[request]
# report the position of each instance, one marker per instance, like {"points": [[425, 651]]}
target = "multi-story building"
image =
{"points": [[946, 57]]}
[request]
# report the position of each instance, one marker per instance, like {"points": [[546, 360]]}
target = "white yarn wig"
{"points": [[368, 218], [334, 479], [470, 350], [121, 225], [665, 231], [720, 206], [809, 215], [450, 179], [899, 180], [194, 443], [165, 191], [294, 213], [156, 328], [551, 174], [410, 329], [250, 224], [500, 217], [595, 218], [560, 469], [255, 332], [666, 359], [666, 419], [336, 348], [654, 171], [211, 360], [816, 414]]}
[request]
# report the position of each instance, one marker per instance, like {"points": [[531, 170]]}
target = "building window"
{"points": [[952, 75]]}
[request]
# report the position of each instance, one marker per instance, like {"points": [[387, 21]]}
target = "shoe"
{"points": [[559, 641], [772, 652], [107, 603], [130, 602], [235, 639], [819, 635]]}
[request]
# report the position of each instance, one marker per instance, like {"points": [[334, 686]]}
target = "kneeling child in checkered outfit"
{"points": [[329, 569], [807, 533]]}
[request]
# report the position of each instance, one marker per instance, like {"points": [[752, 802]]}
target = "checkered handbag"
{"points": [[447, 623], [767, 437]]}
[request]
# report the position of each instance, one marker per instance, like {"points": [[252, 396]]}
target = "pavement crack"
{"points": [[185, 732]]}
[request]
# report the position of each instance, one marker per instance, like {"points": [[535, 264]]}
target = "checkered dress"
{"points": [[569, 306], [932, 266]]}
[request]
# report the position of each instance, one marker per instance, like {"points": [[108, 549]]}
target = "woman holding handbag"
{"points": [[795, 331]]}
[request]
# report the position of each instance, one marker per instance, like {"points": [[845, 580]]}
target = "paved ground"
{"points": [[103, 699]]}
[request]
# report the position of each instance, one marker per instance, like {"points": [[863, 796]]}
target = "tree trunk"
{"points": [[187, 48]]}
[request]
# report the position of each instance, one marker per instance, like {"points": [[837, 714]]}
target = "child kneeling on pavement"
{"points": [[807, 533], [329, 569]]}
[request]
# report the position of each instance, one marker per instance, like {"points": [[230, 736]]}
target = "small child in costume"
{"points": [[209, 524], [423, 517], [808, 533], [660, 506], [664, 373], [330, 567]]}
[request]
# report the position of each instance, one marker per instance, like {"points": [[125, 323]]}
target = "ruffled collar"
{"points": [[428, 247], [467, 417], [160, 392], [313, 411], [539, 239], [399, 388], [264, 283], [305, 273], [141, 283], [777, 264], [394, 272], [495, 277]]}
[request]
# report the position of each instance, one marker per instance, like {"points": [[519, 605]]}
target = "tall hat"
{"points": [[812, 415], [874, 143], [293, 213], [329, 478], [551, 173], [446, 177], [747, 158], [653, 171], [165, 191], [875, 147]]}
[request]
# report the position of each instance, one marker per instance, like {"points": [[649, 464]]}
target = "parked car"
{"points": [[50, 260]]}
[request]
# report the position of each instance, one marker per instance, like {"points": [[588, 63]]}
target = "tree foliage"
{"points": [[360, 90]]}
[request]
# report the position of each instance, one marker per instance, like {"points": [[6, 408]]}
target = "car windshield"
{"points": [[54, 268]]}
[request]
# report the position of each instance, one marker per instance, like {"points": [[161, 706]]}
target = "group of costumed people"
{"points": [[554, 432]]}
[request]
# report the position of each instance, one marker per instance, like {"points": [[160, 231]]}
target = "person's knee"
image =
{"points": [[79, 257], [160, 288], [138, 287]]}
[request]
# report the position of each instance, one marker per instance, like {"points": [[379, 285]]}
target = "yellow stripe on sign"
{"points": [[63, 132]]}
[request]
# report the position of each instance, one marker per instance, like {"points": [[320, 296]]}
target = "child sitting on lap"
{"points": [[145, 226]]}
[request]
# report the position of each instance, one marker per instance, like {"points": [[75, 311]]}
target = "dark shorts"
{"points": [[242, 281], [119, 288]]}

--- --- ---

• _Directions_
Reproduce every record exactly, line by line.

• _Response box_
[request]
# report the position of each instance, one marker per instance, like {"points": [[425, 651]]}
target = "multi-story building"
image =
{"points": [[946, 57]]}
[request]
# report the position of each instance, one marker per instance, like {"points": [[546, 360]]}
target = "white yarn wig"
{"points": [[368, 218], [334, 479], [470, 350], [121, 225], [665, 231], [720, 206], [809, 215], [450, 179], [899, 180], [194, 443], [165, 191], [294, 213], [156, 328], [551, 174], [410, 329], [250, 224], [500, 217], [595, 218], [560, 469], [255, 332], [666, 359], [666, 419], [336, 348], [654, 171], [211, 360], [816, 414]]}
[request]
# report the position of each instance, one marker per instance, like {"points": [[531, 170]]}
target = "building window"
{"points": [[952, 75]]}
[request]
# report the position of each instance, one marker per instance, like {"points": [[387, 21]]}
target = "shoe"
{"points": [[559, 641], [772, 652], [107, 603], [130, 602], [235, 639], [819, 635]]}
[request]
# report the position of each instance, one marker per instance, like {"points": [[334, 686]]}
target = "kneeling child in checkered outfit"
{"points": [[329, 569], [807, 533]]}
[request]
# report the position of each instance, one marker per instance, like {"points": [[752, 802]]}
target = "checkered handbag"
{"points": [[447, 623], [767, 437]]}
[request]
# report the position of each instance, one marker per instance, like {"points": [[252, 396]]}
target = "pavement crack"
{"points": [[185, 732]]}
[request]
# report the position of each instance, one marker per instance, like {"points": [[535, 264]]}
target = "checkered dress"
{"points": [[569, 306], [932, 266]]}
[request]
# report the position of each instance, one marker per instance, like {"points": [[108, 549]]}
target = "woman holding handbag"
{"points": [[795, 331]]}
[request]
# report the position of each instance, one marker per instance, like {"points": [[845, 580]]}
target = "paved ground"
{"points": [[103, 699]]}
[request]
# report the position of each instance, one marker per instance, like {"points": [[863, 796]]}
target = "tree trunk"
{"points": [[187, 48]]}
[request]
# report the position of each instance, one marker per instance, like {"points": [[837, 714]]}
target = "child kneeling on pavement"
{"points": [[807, 533], [329, 569]]}
[request]
# report the position of each instance, one marker per instance, like {"points": [[230, 736]]}
target = "small child in costume"
{"points": [[209, 524], [423, 517], [808, 533], [660, 506], [664, 373], [330, 567]]}
[request]
# report the position of each instance, one marker per instance, like {"points": [[125, 323]]}
target = "ruffled collar"
{"points": [[428, 247], [467, 417], [160, 392], [313, 411], [539, 239], [399, 388], [264, 283], [305, 273], [141, 283], [777, 264], [394, 272], [495, 277]]}
[request]
# report the position of each instance, one marker per instance, like {"points": [[519, 605]]}
target = "tall hat"
{"points": [[812, 415], [874, 143], [293, 213], [329, 478], [551, 173], [446, 177], [747, 158], [653, 171], [165, 191], [875, 147]]}
[request]
# report the position of each instance, one marker per instance, like {"points": [[649, 464]]}
target = "parked car"
{"points": [[50, 260]]}
[request]
# report the position of each instance, one marker per instance, like {"points": [[588, 63]]}
target = "tree foliage"
{"points": [[360, 90]]}
[request]
# report the position of each instance, one marker per instance, like {"points": [[6, 408]]}
target = "car windshield"
{"points": [[54, 268]]}
[request]
# report the position of each instance, one marker per instance, like {"points": [[161, 706]]}
target = "group of costumed people"
{"points": [[554, 432]]}
[request]
# report the position of each instance, one marker per instance, like {"points": [[160, 231]]}
target = "person's knee"
image =
{"points": [[79, 257], [160, 288], [138, 287]]}
[request]
# report the position of each instance, one marker per instance, like {"points": [[379, 285]]}
target = "yellow stripe on sign"
{"points": [[63, 132]]}
[request]
# report the position of each instance, one marker per instance, like {"points": [[320, 296]]}
target = "child sitting on lap"
{"points": [[145, 226]]}
[request]
# report the position of each instance, one marker per instance, like {"points": [[75, 311]]}
target = "dark shorts"
{"points": [[242, 281], [119, 288]]}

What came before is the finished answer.